SUPPLIED TEXT:
George died some years before TW was born. But George’s widow Margaret was still living here into the 1870s, in a house on the western corner of the block at Virginia and 7th.

Mrs. Margaret Milburn was George’s second wife. George’s first wife and the mother of his children was Alice, who died in 1833. Margaret was actually Alice’s younger sister, and thus she was aunt as well as stepmother to the children. George married Margaret three years after Alice died, probably in order to provide for her, and certainly so that she could look after his children when George was gone, portioning out to each one some of the remaining property.

George’s daughters Mary Ann and Violet and his son Thomas—TW’s father—got married in the 1840s. (I don’t know what parts of the property they may have received. Thomas and his family had an address some blocks west of here for many years. Violet and her husband did build here along Virginia Avenue, and their daughters lived there still in the ’80s.) That left George’s unmarried middle daughter Margaret Agnes at home with her aunt. A serious and pious schoolteacher, Miss Milburn remained single for nearly two decades. Meanwhile old Mrs. Milburn took in boarders.

We actually know a little something about Mrs. Margaret Milburn beyond what the census tells. Judge Job Barnard in 1920 offered to the Columbia Historical Society a short account of the formation of the Swedenborgian church in DC. He tells how Mrs. Margaret Milburn’s aunt Mary Arnott, was shunned by her church due to her early interest in Swedenborg’s doctrines, and how Margaret went on to be one of the founding members of the Swedenborgian society. Barnard’s paper continues with how the society grew from the meetings of those in the District who were interested in Swedenborg, rather like a little club, to a regular denomination with an official charter, a church building to meet in, and hired clergy. (Judge Barnard was himself one of the members of the church.)

PROBLEM REQUIREMENTS: Translate this sentence from the passage about the Milburn family into Spanish: "Margaret was actually Alice’s younger sister, and thus she was aunt as well as stepmother to the children."

Point-based annotation data:
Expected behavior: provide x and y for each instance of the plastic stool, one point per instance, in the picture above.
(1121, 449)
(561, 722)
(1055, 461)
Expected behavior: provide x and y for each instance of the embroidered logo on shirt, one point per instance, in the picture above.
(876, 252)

WRITTEN REPLY: Margaret era en realidad la hermana menor de Alice, y por eso era tía además de madrastra de los niños.